Document segment
____________________
Pennsylvania’s U.S. Senate primary may not be until May 18, but Democratic candidate Joe Sestak isn’t wasting any time getting his message out to students.

At an event last night in Houston Hall, Sestak — who has represented the state’s seventh district in the U.S. House of Representatives since 2007 — answered questions from students on issues ranging from healthcare reform to the war in Iraq.

The event was one of a series of “kitchen calls” the candidate has been holding across the state as part of his campaign. The name comes from Sestak’s time as an admiral in the Navy when he held “kitchen calls” to listen to sailors’ complaints.

When asked how he thought the Democrats’ loss of a Mass. Senate seat in last week’s special election would affect healthcare reform legislation, Sestak said he believes a bill will still pass — though it may be a slightly watered-down version of the original.

Regardless of the challenges the legislation faces, “we have to do something,” he said, “because 14,000 Americans lose their health care every day.”

Sestak also stressed the major differences between himself and current Pennsylvania Sen. Arlen Specter, his opponent in the Democratic primary.

He said Specter has voted in line with former President George W. Bush’s policies “over 2,000 times” and has only recently switched his views on several key issues. Sestak cited the Defense of Marriage Act, which Specter supported in 1996 but recently spoke out against, as an example.
____________________
Stored data
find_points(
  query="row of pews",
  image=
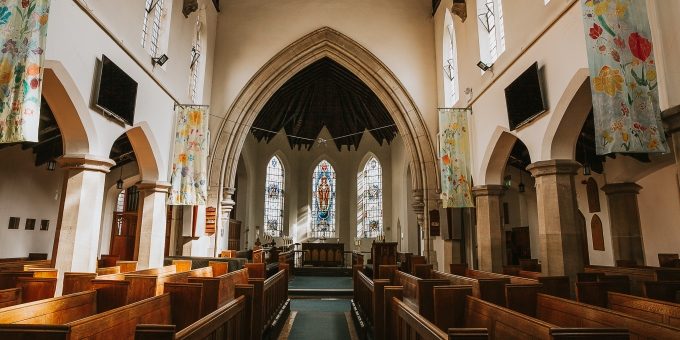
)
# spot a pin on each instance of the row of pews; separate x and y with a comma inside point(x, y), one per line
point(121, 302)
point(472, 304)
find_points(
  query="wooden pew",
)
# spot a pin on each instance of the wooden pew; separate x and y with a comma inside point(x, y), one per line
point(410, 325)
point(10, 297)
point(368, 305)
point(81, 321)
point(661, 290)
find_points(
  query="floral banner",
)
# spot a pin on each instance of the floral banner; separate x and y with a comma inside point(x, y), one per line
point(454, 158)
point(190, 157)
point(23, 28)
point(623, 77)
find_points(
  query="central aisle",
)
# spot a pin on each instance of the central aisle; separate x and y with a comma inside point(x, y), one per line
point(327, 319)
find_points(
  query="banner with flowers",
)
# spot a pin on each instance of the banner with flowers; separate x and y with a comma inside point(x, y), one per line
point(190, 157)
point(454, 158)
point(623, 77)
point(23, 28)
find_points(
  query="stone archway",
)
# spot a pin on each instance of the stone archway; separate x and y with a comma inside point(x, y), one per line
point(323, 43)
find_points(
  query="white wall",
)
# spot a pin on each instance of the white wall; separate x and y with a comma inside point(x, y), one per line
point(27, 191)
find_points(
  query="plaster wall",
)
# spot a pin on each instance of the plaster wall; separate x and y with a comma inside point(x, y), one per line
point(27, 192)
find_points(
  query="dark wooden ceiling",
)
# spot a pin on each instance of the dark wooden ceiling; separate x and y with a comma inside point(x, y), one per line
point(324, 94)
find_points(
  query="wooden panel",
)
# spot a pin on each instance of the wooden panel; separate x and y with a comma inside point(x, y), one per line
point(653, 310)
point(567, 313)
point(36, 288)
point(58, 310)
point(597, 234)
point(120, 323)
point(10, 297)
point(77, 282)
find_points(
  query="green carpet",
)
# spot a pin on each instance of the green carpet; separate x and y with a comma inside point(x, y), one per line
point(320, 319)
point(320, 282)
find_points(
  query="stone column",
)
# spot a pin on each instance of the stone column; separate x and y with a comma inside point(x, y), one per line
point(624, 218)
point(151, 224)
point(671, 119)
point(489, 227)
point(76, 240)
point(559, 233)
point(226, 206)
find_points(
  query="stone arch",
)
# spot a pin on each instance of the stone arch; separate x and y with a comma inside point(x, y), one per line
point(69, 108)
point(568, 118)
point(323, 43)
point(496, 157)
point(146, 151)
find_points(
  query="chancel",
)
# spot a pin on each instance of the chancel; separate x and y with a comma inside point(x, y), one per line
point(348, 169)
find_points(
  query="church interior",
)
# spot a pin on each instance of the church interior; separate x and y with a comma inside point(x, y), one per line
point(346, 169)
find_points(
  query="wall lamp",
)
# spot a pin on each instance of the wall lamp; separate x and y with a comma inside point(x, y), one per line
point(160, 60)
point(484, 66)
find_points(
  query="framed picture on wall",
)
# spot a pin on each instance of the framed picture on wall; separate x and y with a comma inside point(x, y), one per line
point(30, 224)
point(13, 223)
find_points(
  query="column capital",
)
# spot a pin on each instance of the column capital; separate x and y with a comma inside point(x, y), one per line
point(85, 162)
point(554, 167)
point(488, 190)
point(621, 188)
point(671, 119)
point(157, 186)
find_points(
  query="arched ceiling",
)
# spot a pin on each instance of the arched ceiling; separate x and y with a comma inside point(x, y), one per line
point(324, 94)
____________________
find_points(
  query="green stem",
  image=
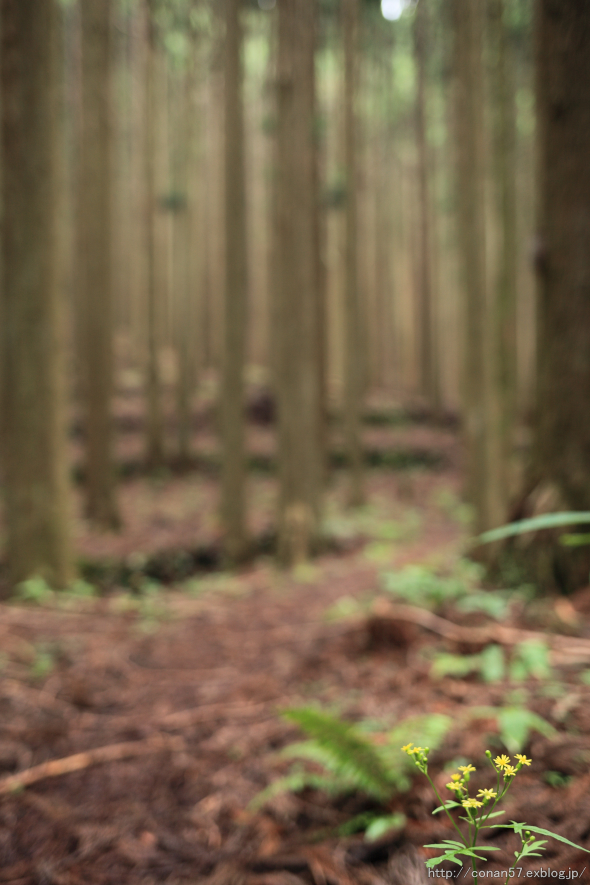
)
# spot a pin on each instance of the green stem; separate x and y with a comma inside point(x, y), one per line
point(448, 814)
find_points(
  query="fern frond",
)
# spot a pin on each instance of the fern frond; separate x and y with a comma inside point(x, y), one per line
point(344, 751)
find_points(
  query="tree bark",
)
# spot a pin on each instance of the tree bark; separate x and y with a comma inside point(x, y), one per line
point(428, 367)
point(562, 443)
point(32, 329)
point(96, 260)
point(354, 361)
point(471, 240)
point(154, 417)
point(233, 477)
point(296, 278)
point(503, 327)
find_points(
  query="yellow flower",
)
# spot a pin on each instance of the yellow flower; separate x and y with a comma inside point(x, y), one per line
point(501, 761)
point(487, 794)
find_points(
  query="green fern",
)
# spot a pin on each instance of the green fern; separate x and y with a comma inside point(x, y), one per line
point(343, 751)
____________________
Copy the stretch of the article about Joe Sestak's student event from "Pennsylvania’s U.S. Senate" through "out to students.".

Pennsylvania’s U.S. Senate primary may not be until May 18, but Democratic candidate Joe Sestak isn’t wasting any time getting his message out to students.